Support Literacy



“Peace is not something that exists on a piece of paper. True peace is created in the hearts, minds, and actions of women and men. True peace will exist when all citizens of South Sudan sincerely accept each other, respect each other, and can start honest and open dialogues with one another to resolve their differences amicably. True peace will only exist when the 10,000 children and youths who participated in this conflict are given the education they deserve and helped to re-integrate into society ...”

Forest Whitaker

“I’m really full of hope because I am giving hope”, says Valentino Okongo, Youth Peace Maker, South Sudan.

South Sudan is a country that is not often associated with hope so when a young South Sudanese man, orphaned by the war, speaks of hope, how can we NOT help?

South Sudan has a great deal of potential – just have a look at UNESCO Goodwill Ambassador Forest Whitaker’s work in South Sudan … Inspiring isn’t it?  The Forest Whitaker Peace and Development Initiative (WPDI) is building a network of youth peace workers across South Sudan which is stunning in its simplicity, power and inspiration. Literacy is a central part of what he and his passionate team are building. When you learn the South Sudanese literacy rates – 70 % of all adults are illiterate and 84 % of women – it doesn’t take much convincing to know that literacy is a vital part of their initiative.

“Can we write a new story for South Sudan?” asks Brian Williams WPDI Conflict Resolution Expert in  a video on WPDI’s work.  When you watch him working, when you listen to the Youth Peace Makers, when you see Forest Whitaker in the video it is difficult to think anything but YES!

So how can we, antiquarian booksellers, collectors or librarians in a world so very, very different from the one experienced by South Sudanese help?

Just a little money goes a long way in South Sudan.  ILAB booksellers raised over 10,000 Euros at the ILAB Pop Up Book Fairs on UNESCO World Book and Copyright Day in 2015. What good did this do? 500 South Sudanese young people were given a prized notebook and pen (because these items are prized there) and 1,930 books were placed in 10 centres of the Forest Whitaker Peace and Development  Initiative. That’s a lot of young people who were helped in their journey of hope.  The following chapter on “Promoting Connectivity and Education” from the official 2015 WPDI Report shows where this journey shall lead to:

“Education opens doors to new worlds of knowledge and opportunities. But in communities impacted by violence and poverty, young people often do not have access to the educational resources they need to lift themselves out of these vicious cycles. WPDI is constructing a network of Community Learning Centers (CLCs) in EES to serve as hubs for education, technology, and civic engagement where all are welcome. In 2015 - in coordination with our partners and local authorities - we opened two CLCs in Torit and Nimule, and renovated three additional sites for CLCs in Kapoeta North, South, and East, scheduled to open in January 2016. WPDI plans to renovate and open four more CLCs in 2016, so community members in every county of EES will have access to these resources.

> **RECORDED INFORMATION**
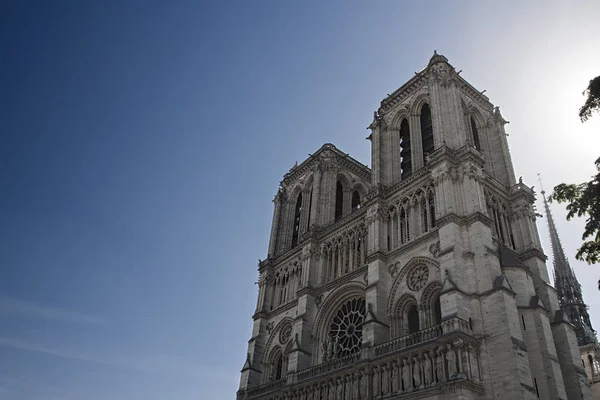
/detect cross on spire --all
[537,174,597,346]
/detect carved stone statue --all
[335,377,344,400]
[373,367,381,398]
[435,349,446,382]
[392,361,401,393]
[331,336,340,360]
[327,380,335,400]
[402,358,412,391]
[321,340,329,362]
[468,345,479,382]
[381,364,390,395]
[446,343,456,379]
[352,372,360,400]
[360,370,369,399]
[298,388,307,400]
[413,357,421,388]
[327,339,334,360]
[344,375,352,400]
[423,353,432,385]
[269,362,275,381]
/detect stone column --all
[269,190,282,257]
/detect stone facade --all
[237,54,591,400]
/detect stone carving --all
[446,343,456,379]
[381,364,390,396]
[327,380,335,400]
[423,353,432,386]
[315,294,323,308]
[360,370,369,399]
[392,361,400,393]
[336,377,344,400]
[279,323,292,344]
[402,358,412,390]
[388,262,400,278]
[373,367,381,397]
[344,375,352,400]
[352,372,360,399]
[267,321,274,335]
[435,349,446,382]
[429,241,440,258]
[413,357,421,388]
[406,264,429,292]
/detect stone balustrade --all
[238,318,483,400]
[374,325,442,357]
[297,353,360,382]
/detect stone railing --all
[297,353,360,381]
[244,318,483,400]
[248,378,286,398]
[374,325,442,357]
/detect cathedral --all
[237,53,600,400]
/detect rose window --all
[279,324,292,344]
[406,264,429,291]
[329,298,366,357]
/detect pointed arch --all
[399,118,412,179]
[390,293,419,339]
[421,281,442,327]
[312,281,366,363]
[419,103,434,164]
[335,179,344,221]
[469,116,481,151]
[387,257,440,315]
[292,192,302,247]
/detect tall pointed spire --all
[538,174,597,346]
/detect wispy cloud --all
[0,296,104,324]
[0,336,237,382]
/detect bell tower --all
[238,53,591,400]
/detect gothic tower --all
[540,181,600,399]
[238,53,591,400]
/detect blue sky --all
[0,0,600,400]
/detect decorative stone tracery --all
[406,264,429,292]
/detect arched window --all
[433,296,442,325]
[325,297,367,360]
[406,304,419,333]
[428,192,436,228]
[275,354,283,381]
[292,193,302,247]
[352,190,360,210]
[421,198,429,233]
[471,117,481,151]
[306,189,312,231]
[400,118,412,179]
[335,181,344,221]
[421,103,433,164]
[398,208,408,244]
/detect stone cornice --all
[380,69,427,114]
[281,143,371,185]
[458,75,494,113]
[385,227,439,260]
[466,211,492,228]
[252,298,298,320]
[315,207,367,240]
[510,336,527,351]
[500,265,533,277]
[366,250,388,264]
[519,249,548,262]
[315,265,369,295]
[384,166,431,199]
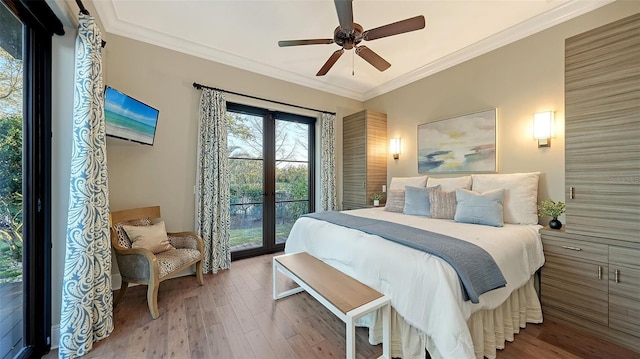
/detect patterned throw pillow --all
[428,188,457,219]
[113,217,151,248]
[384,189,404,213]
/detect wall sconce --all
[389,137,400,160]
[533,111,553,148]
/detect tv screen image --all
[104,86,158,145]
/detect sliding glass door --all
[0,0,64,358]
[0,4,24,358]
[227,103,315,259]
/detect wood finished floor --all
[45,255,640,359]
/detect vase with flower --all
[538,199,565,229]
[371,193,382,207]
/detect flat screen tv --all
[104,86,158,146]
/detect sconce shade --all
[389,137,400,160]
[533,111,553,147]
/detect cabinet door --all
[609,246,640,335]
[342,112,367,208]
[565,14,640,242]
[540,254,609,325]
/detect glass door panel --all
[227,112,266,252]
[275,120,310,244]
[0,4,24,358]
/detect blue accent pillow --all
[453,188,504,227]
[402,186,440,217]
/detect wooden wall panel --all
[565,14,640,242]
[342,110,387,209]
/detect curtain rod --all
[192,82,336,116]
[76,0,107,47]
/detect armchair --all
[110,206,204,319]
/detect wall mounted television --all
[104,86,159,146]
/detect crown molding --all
---
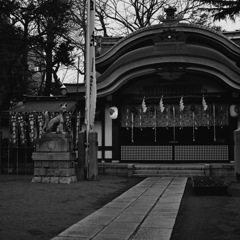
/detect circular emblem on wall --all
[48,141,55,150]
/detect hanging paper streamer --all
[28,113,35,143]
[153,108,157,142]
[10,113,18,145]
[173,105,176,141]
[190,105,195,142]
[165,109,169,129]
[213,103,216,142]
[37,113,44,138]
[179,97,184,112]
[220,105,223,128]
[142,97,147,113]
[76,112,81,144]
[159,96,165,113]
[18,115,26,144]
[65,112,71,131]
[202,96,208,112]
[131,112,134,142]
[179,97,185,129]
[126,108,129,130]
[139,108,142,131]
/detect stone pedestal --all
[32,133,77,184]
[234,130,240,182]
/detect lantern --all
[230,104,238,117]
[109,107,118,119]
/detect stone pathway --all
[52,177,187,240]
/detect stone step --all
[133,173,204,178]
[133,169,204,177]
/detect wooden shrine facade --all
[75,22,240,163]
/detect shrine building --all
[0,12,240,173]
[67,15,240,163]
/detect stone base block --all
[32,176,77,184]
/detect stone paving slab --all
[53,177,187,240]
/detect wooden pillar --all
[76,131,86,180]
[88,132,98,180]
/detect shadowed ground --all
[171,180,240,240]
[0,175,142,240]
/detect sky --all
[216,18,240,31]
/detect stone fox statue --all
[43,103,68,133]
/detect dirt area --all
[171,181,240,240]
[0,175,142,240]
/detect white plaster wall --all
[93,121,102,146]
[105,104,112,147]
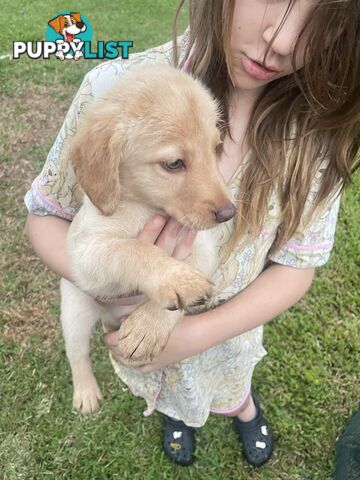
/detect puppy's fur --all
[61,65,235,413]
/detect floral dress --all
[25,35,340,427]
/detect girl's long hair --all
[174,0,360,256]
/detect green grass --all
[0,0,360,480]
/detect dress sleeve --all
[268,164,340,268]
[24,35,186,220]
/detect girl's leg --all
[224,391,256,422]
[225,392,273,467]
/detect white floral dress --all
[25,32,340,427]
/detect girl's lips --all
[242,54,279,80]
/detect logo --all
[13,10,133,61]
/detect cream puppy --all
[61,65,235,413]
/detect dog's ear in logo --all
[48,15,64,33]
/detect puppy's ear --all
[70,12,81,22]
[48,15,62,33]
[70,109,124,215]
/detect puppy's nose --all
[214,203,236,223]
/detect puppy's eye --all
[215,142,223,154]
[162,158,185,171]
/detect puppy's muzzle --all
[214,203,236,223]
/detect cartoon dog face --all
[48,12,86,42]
--
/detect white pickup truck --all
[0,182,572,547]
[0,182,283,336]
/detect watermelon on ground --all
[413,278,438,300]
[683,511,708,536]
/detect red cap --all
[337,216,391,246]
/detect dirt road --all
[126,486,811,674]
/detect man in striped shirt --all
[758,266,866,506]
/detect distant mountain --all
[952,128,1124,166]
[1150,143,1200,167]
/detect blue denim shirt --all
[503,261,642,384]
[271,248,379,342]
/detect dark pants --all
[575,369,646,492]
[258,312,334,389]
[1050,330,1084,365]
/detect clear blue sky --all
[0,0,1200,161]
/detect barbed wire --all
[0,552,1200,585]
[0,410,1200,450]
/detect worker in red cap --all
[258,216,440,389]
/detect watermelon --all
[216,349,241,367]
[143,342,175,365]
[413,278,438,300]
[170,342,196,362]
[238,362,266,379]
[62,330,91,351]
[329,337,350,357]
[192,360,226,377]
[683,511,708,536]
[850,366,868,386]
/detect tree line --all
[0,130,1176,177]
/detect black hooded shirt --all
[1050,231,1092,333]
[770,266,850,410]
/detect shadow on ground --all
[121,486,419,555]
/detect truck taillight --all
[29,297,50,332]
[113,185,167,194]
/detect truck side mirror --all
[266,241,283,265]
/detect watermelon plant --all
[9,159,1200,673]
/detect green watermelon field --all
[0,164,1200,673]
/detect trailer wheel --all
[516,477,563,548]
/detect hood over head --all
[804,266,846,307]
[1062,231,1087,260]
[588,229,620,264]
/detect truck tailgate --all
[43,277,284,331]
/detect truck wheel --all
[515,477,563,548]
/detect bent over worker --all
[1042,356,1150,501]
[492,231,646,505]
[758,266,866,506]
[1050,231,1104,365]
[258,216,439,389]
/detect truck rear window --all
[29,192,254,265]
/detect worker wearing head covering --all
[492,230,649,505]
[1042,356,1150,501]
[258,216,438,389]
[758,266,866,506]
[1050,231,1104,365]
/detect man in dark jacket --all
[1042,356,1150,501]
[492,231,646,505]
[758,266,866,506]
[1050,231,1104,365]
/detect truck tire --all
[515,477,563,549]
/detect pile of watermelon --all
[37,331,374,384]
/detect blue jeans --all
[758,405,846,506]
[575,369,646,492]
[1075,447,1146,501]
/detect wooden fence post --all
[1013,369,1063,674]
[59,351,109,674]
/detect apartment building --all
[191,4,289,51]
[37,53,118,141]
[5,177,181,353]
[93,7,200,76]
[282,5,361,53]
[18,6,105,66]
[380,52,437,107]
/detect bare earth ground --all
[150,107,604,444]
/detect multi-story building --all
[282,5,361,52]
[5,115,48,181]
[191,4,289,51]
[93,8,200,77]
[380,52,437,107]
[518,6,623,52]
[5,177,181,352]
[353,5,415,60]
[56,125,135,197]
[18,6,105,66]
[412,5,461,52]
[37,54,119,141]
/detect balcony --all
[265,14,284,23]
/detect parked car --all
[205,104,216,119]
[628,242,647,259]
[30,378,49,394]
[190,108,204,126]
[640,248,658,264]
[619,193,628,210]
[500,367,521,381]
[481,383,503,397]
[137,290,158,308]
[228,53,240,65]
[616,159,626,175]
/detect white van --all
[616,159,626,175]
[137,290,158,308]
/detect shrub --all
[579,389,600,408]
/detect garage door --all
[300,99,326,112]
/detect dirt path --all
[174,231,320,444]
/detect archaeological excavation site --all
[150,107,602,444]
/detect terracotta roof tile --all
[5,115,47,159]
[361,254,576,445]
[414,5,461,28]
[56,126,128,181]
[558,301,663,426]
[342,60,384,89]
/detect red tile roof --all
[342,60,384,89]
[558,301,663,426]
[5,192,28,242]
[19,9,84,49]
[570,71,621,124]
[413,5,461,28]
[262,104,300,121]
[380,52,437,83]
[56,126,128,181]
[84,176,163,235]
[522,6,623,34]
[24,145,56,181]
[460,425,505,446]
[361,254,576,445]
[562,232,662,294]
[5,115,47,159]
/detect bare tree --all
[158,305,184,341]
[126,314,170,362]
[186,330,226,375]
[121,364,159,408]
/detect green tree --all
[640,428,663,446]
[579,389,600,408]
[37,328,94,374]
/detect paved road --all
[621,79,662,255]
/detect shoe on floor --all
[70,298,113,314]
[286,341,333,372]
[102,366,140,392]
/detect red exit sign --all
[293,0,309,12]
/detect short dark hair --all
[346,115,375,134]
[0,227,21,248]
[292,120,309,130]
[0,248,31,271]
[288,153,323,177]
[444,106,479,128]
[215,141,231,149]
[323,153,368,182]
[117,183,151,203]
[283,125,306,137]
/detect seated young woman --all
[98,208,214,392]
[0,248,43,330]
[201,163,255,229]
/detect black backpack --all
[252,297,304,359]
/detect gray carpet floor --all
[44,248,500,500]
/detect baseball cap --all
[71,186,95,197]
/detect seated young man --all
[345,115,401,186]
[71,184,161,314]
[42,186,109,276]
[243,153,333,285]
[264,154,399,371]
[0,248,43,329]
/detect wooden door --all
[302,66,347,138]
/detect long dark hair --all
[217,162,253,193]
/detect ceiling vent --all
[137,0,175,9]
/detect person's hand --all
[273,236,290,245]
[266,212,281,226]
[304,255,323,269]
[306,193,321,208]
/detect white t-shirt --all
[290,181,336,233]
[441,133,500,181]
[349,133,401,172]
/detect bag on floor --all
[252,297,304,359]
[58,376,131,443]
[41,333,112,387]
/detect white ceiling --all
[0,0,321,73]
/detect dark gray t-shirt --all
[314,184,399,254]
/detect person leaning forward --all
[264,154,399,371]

> **PROMPT A**
Rewrite the South Sudan literacy text from "South Sudan has" to "of their initiative.", replacing "stunning" with "remarkable".
> **PROMPT B**
Turn the entries from the line with "on spire --all" to the line with "[329,298,366,357]" into a numbered list, omitting blank lines.
The South Sudan literacy text and the entries have no connection to each other.

> **FULL RESPONSE A**
South Sudan has a great deal of potential – just have a look at UNESCO Goodwill Ambassador Forest Whitaker’s work in South Sudan … Inspiring isn’t it?  The Forest Whitaker Peace and Development Initiative (WPDI) is building a network of youth peace workers across South Sudan which is remarkable in its simplicity, power and inspiration. Literacy is a central part of what he and his passionate team are building. When you learn the South Sudanese literacy rates – 70 % of all adults are illiterate and 84 % of women – it doesn’t take much convincing to know that literacy is a vital part of their initiative.

> **FULL RESPONSE B**
1. /detect cross on spire --all
2. [537,174,597,346]
3. /detect carved stone statue --all
4. [335,377,344,400]
5. [373,367,381,398]
6. [435,349,446,382]
7. [392,361,401,393]
8. [331,336,340,360]
9. [327,380,335,400]
10. [402,358,412,391]
11. [321,340,329,362]
12. [468,345,479,382]
13. [381,364,390,395]
14. [446,343,456,379]
15. [352,372,360,400]
16. [360,370,369,399]
17. [298,388,307,400]
18. [413,357,421,388]
19. [327,339,334,360]
20. [344,375,352,400]
21. [423,353,432,385]
22. [269,362,275,381]
23. /detect stone column --all
24. [269,190,282,257]
25. /detect stone facade --all
26. [237,54,591,400]
27. /detect stone carving --all
28. [446,343,456,379]
29. [381,364,390,396]
30. [327,380,335,400]
31. [423,353,432,386]
32. [315,294,323,308]
33. [360,370,369,399]
34. [392,361,400,393]
35. [336,377,344,400]
36. [279,323,292,344]
37. [402,358,412,390]
38. [388,262,400,278]
39. [373,367,381,397]
40. [344,375,352,400]
41. [352,372,360,399]
42. [267,321,274,335]
43. [435,349,446,382]
44. [429,241,440,258]
45. [413,357,421,388]
46. [406,264,429,292]
47. /detect stone balustrade --all
48. [238,318,483,400]
49. [374,325,442,357]
50. [297,353,360,382]
51. /detect stone railing --all
52. [297,353,360,381]
53. [244,318,483,400]
54. [248,378,286,398]
55. [374,325,442,357]
56. /detect cathedral --all
57. [237,53,600,400]
58. /detect rose window --all
59. [279,324,292,344]
60. [406,264,429,291]
61. [329,298,366,357]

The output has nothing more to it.